Supplied text:

/---

Shackling pregnant inmates would be banned in Pennsylvania prisons under proposed law

The bipartisan bill, introduced by Rep. Morgan Cephas, passed unanimously out of the House Judiciary Committee

A bill that would ban the shackling and solitary confinement of incarcerated pregnant women in Pennsylvania prisons passed out of the state House Judiciary Committee this week.
Aditya Romansa/Unsplash

Shackling incarcerated pregnant women in Pennsylvania prisons may soon be prohibited as a sweeping bill to change the way correctional facilities treat pregnant inmates advanced in the state House of Representatives this week. 

Rep. Morgan Cephas, a Democrat from Philadelphia, introduced the Dignity for Incarcerated Women Act earlier this year with support from Republican Rep. Mike Jones and Democratic Rep. Tina Davis. The legislation, which passed unanimously out of the House Judiciary Committee, would prohibit the shackling of pregnant women and solitary confinement. It would also provide trauma-informed training for corrections officers interacting with pregnant and postpartum inmates in prisons.

\---

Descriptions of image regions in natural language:

/---

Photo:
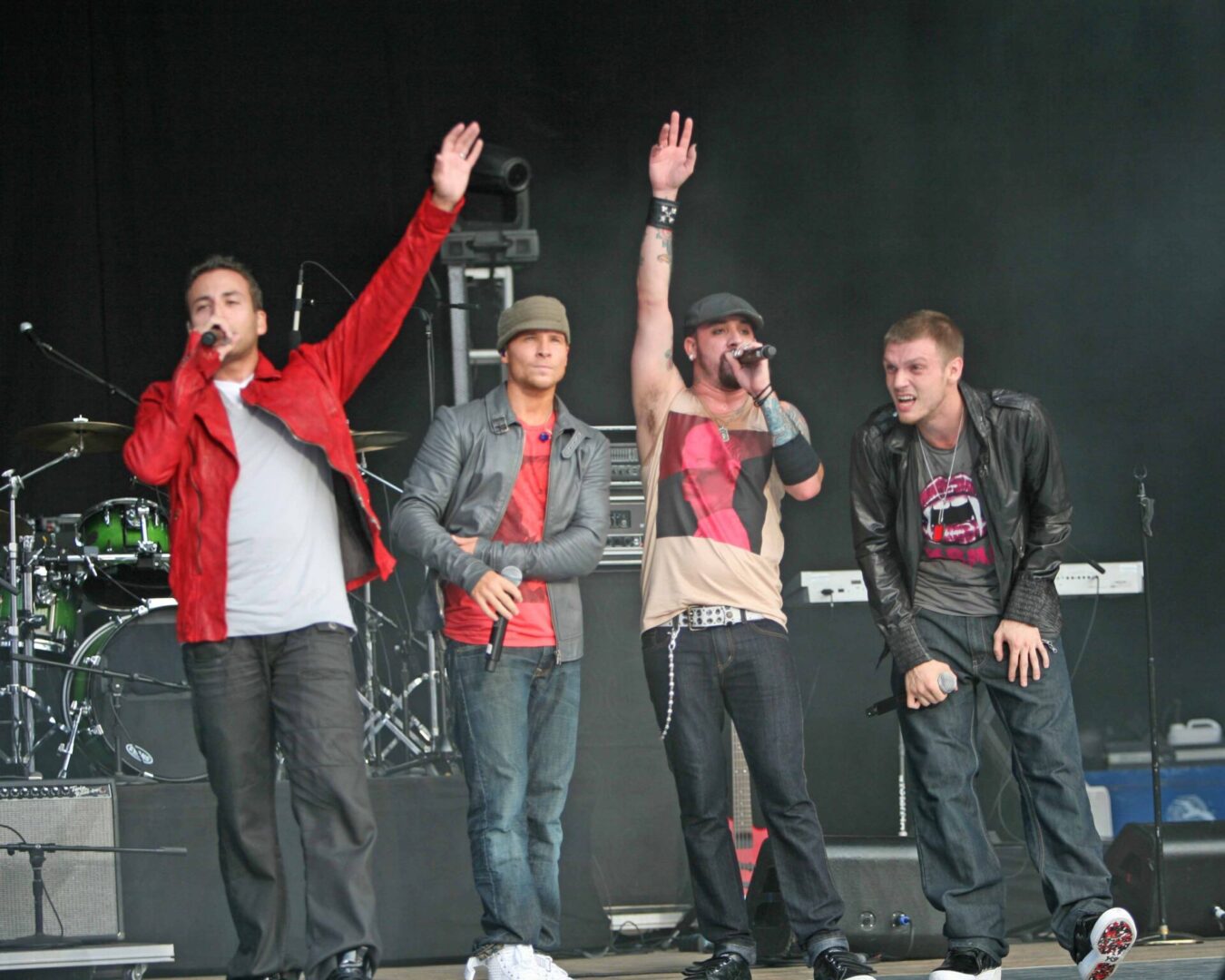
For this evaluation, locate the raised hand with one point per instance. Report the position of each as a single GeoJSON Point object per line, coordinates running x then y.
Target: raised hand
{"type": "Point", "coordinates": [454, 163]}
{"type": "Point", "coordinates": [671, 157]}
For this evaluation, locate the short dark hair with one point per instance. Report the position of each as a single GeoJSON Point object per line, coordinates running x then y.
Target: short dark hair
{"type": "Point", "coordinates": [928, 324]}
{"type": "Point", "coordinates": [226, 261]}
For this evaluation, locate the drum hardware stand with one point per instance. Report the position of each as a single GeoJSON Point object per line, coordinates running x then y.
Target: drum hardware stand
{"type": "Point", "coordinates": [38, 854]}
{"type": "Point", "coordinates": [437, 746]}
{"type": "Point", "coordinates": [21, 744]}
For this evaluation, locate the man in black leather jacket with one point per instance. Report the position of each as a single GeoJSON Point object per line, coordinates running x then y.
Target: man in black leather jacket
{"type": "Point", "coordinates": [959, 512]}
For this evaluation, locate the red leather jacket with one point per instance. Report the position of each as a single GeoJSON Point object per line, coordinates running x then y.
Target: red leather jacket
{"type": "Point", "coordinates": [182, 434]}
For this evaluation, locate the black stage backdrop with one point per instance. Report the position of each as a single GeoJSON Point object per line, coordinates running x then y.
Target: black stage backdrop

\---
/---

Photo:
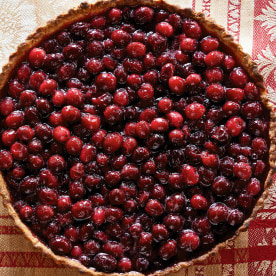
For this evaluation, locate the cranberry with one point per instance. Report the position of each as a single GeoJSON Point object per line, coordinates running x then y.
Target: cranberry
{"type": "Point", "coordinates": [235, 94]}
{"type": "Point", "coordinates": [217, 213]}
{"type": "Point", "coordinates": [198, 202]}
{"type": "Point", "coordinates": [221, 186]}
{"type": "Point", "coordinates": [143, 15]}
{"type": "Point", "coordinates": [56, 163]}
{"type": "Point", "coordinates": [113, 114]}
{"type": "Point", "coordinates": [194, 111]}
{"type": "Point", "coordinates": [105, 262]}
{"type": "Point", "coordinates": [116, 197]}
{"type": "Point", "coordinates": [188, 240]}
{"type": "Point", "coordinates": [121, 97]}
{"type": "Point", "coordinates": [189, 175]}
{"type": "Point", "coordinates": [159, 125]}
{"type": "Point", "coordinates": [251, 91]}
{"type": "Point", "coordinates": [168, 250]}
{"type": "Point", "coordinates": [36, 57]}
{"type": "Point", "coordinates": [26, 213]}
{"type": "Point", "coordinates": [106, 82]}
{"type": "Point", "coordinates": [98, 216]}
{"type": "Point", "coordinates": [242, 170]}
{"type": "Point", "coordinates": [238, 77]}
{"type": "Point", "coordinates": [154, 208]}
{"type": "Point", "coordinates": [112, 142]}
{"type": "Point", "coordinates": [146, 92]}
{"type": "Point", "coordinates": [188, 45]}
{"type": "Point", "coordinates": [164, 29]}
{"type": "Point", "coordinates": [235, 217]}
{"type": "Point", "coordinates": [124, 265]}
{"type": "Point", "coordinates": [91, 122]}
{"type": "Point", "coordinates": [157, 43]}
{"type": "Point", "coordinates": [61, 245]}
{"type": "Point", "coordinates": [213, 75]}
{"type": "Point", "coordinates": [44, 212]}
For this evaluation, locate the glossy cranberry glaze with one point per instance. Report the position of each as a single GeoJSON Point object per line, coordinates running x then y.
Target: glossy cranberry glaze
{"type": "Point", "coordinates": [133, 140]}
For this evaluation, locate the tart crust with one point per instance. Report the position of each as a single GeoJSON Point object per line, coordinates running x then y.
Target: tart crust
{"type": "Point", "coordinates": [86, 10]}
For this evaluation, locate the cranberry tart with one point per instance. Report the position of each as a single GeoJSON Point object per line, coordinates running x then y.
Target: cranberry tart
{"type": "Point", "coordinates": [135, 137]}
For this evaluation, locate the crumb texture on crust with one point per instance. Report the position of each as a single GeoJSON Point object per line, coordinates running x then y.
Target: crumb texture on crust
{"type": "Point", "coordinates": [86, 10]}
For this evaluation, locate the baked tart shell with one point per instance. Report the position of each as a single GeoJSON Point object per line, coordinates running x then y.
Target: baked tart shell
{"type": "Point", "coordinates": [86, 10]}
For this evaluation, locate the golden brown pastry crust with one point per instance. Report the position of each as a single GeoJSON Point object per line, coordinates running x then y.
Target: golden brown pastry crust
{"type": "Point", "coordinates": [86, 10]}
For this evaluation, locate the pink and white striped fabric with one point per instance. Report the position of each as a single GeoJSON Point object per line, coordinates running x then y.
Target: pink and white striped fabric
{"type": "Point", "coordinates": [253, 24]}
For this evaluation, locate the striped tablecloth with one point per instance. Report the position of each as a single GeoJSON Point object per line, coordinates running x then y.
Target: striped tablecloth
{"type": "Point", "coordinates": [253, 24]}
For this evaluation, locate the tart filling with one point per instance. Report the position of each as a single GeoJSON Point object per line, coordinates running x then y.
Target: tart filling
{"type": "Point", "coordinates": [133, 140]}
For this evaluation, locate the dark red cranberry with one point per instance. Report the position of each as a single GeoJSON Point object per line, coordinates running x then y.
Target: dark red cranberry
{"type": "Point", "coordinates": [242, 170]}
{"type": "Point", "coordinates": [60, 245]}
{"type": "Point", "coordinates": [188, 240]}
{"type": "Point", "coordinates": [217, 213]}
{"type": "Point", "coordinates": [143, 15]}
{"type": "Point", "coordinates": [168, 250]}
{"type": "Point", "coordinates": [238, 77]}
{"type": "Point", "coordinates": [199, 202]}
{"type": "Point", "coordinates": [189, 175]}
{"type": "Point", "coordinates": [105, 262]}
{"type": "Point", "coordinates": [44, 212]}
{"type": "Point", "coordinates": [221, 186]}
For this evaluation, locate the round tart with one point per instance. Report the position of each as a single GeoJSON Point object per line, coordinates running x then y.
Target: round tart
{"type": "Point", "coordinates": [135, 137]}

\---

Task:
According to the article on shackling pregnant inmates, which two legislators supported Rep. Morgan Cephas when she introduced the Dignity for Incarcerated Women Act? Answer from the article alone, setting the material aside.

Reply:
Republican Rep. Mike Jones and Democratic Rep. Tina Davis.